• _Text provided_:

━━━━

A drupal Docker image is provided, based on the php-fpm image.
This image is also used when running:
- Composer 2
- Cron (uses Supercronic)
- Drush and any other similar tools.
Two of the main goals when architecting the containerised setup were that the setup should be reasonably secure but also simple enough to quickly understand what is going on.
With those decisions in mind, the choices detailed under the following sub-headings were made.
This section exists to provide clarify on why these choices were made, especially when sometimes there are multiple valid ways to accomplish something.
Following best practice and subscribing to the micro-service philosophy, each primary process runs in its own container.
For instance, this means that we have separate containers for related yet distinct processes, such as: PHP-FPM, Cron and Composer.
Keeping this separation means that these processes are properly isolated and filesystem permissions can be granted appropriately. For instance, the Composer image (./php-composer) is run with the user and group of the user running Composer commands, this is because it may need to write to the entire app directory; whereas the PHP-FPM processes (in the context of Drupal and under normal circumstances) would only need to write to the app/web/sites directory.
In the interest of ensuring the integrity of the running container file systems, we mount them as read-only. This helps to mitigate the potential impact of a compromised container, and allows us to guarantee where our processes/apps are able to write files to.

━━━━

• _Tasks_:
1. Edit the Drupal Docker text by restating the stretch from "With those decisions" through "Cron and Composer." with "best practice" changed to "recommended practice".
2. Condense the paragraph of the Drupal Docker text that begins "Keeping this separation means" into a shorter version that keeps its main facts.
3. Write the next part of the Drupal Docker text, continuing from its last sentence.
The rows that come next are separate material, unrelated to the Drupal Docker text.

━━━━

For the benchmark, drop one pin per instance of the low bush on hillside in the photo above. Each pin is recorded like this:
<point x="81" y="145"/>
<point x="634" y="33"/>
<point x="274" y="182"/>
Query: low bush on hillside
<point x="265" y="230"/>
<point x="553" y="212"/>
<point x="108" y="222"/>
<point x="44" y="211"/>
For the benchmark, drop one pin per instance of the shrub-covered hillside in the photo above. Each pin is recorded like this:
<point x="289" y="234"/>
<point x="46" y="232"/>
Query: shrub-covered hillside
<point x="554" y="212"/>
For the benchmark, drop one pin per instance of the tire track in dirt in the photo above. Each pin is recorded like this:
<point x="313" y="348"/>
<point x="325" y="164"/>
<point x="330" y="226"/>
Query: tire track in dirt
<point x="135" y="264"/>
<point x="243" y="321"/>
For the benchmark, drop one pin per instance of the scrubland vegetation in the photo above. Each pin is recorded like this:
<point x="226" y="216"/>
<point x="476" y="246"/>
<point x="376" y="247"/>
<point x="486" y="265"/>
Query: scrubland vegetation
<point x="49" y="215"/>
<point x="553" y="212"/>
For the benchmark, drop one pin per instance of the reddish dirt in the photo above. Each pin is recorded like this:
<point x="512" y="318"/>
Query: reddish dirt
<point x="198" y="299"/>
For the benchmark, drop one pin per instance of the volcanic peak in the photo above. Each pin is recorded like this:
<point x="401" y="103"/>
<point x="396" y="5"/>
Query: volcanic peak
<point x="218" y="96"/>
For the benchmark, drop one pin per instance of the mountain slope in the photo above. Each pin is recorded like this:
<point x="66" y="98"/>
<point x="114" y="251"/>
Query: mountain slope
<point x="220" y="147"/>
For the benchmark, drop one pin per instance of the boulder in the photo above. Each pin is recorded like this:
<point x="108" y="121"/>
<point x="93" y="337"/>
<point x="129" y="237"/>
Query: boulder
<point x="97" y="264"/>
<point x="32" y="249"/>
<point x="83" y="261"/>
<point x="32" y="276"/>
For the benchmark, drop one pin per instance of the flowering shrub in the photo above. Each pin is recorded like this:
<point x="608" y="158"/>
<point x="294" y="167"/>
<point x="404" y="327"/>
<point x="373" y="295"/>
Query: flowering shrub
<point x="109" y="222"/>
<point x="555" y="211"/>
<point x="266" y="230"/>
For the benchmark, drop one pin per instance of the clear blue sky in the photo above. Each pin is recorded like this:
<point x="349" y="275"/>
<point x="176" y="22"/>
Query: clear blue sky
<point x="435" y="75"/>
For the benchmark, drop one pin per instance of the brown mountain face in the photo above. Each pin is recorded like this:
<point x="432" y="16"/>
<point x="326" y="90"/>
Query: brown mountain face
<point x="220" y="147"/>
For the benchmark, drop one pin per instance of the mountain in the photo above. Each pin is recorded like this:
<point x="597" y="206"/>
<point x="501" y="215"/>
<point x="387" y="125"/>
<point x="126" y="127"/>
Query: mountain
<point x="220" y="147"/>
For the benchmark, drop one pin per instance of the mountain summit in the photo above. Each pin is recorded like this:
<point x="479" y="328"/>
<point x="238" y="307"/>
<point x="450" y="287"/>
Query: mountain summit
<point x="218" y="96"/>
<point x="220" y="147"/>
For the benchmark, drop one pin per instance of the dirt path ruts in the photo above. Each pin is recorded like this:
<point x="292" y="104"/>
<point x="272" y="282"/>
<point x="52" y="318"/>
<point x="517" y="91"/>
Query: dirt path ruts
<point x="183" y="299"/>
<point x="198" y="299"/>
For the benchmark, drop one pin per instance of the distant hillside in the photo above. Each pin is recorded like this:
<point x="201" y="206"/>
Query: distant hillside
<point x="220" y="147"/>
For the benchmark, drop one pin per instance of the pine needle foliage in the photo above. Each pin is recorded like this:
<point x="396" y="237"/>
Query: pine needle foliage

━━━━

• _Set of answers_:
1.
With those decisions in mind, the choices detailed under the following sub-headings were made.
This section exists to provide clarify on why these choices were made, especially when sometimes there are multiple valid ways to accomplish something.
Following recommended practice and subscribing to the micro-service philosophy, each primary process runs in its own container.
For instance, this means that we have separate containers for related yet distinct processes, such as: PHP-FPM, Cron and Composer.

2. Separating the processes isolates them and lets filesystem permissions be set appropriately. The Composer image (./php-composer) runs as the user and group of whoever runs Composer commands, because it may need to write to the whole app directory. Under normal circumstances, the PHP-FPM processes in Drupal only need to write to app/web/sites.

3.
When mounting the host's file system inside the container, for example the app directory, we only mount these with write permissions where it is necessary. For example, the app directory is mounted inside the Nginx container but Nginx should never need to write to it, so we mount it as read-only; Whereas PHP containers need some level of write access to the app directory, so we mount it with limited write permissions inside these containers.
The exception to this read-only rule is usually the /tmp directory. We set /tmp as a Temporary Filesystem (TempFS) inside each container, quite commonly running processes need to write files to /tmp. For example, Nginx writes some temporary files to /tmp in order to guarantee normal operations, such as its Process ID (PID). In theory if a container did become compromised and started writing suspicious files to /tmp, because this is a TempFS, we can simply restart the contianer and those files are gone.
All of these measures make it practically impossible for a malicious executable inside a container to start infecting system files of the containers, and ensures that any malicious process is very well isolated.